**TEXT SEGMENT:**
[Start of Attachment]

Referred to Committee on Judiciary

S. 1323 (Word version) -- Senators Bauer and Wilson: A JOINT RESOLUTION TO AUTHORIZE THE STATE BUDGET AND CONTROL BOARD EFFECTIVE JULY 1, 2000, TO TRANSFER OWNERSHIP OF A SURPLUS NATIONAL GUARD ARMORY IN WHITMIRE, SOUTH CAROLINA, TO THE TOWN OF WHITMIRE.
On motion of Rep. WILDER, with unanimous consent, the Joint Resolution was ordered placed on the Calendar without reference.

CONCURRENT RESOLUTION

The Senate sent to the House the following:

S. 1311 (Word version) -- Senator Martin: A CONCURRENT RESOLUTION TO RECOGNIZE APRIL AS CHILD ABUSE PREVENTION MONTH.
The Concurrent Resolution was ordered referred to the Committee on Invitations and Memorial Resolutions.

Rep. KEEGAN moved that the House do now adjourn, which was agreed to.

RETURNED WITH CONCURRENCE

The Senate returned to the House with concurrence the following:

H. 4920 (Word version) -- Rep. Battle: A CONCURRENT RESOLUTION CONGRATULATING THE HONORABLE D. LESLIE TINDAL, COMMISSIONER FOR THE SOUTH CAROLINA DEPARTMENT OF AGRICULTURE, ON BEING CHOSEN TO RECEIVE THE 2000 FOOD INDUSTRY ASSOCIATION OF SOUTH CAROLINA (FIA OF SC) LIFETIME ACHIEVEMENT AWARD.

[End of Attachment]

**RECORDED DATA:**

[Start of Attachment]

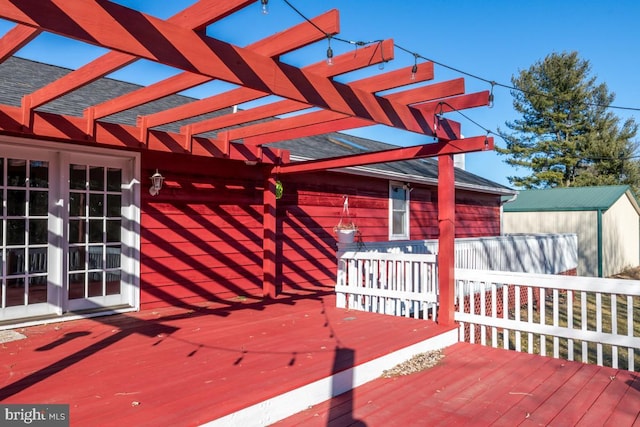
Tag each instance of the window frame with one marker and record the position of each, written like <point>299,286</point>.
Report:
<point>394,186</point>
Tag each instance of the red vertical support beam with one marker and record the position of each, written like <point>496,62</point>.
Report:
<point>446,239</point>
<point>269,244</point>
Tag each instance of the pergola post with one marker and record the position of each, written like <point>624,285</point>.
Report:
<point>446,239</point>
<point>269,244</point>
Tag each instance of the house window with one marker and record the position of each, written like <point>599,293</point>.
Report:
<point>398,211</point>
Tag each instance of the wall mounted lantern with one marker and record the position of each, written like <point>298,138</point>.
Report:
<point>156,183</point>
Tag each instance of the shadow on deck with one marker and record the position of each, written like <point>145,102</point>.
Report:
<point>247,363</point>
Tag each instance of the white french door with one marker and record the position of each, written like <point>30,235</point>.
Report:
<point>69,231</point>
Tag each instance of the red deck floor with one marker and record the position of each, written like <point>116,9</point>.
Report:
<point>179,367</point>
<point>483,386</point>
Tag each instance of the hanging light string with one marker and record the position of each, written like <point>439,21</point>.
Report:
<point>439,110</point>
<point>417,56</point>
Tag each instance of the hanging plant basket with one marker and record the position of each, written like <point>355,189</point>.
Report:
<point>346,230</point>
<point>346,235</point>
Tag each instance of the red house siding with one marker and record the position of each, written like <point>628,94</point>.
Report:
<point>201,237</point>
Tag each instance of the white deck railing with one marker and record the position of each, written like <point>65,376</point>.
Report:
<point>396,284</point>
<point>592,320</point>
<point>530,253</point>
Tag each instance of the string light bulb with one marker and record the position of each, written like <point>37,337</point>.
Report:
<point>414,69</point>
<point>437,117</point>
<point>490,103</point>
<point>329,52</point>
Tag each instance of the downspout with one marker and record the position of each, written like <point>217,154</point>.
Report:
<point>513,199</point>
<point>599,238</point>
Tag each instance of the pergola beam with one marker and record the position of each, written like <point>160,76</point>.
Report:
<point>288,106</point>
<point>467,145</point>
<point>235,96</point>
<point>15,39</point>
<point>424,93</point>
<point>137,34</point>
<point>278,44</point>
<point>196,17</point>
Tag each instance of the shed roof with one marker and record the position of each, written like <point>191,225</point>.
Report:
<point>569,199</point>
<point>19,77</point>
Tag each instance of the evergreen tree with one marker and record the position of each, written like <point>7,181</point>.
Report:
<point>566,135</point>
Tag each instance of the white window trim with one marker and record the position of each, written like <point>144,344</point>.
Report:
<point>405,236</point>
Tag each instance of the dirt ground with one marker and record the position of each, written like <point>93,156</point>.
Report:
<point>630,273</point>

[End of Attachment]

**QUESTIONS:**
1. From the journal excerpt, write out the stretch from "Referred to Committee" through "was agreed to.".
2. According to the journal excerpt, which committee received the concurrent resolution recognizing April as Child Abuse Prevention Month?

**SOLUTIONS FOR EACH TASK:**
1.
Referred to Committee on Judiciary

S. 1323 (Word version) -- Senators Bauer and Wilson: A JOINT RESOLUTION TO AUTHORIZE THE STATE BUDGET AND CONTROL BOARD EFFECTIVE JULY 1, 2000, TO TRANSFER OWNERSHIP OF A SURPLUS NATIONAL GUARD ARMORY IN WHITMIRE, SOUTH CAROLINA, TO THE TOWN OF WHITMIRE.
On motion of Rep. WILDER, with unanimous consent, the Joint Resolution was ordered placed on the Calendar without reference.

CONCURRENT RESOLUTION

The Senate sent to the House the following:

S. 1311 (Word version) -- Senator Martin: A CONCURRENT RESOLUTION TO RECOGNIZE APRIL AS CHILD ABUSE PREVENTION MONTH.
The Concurrent Resolution was ordered referred to the Committee on Invitations and Memorial Resolutions.

Rep. KEEGAN moved that the House do now adjourn, which was agreed to.

2. The Committee on Invitations and Memorial Resolutions.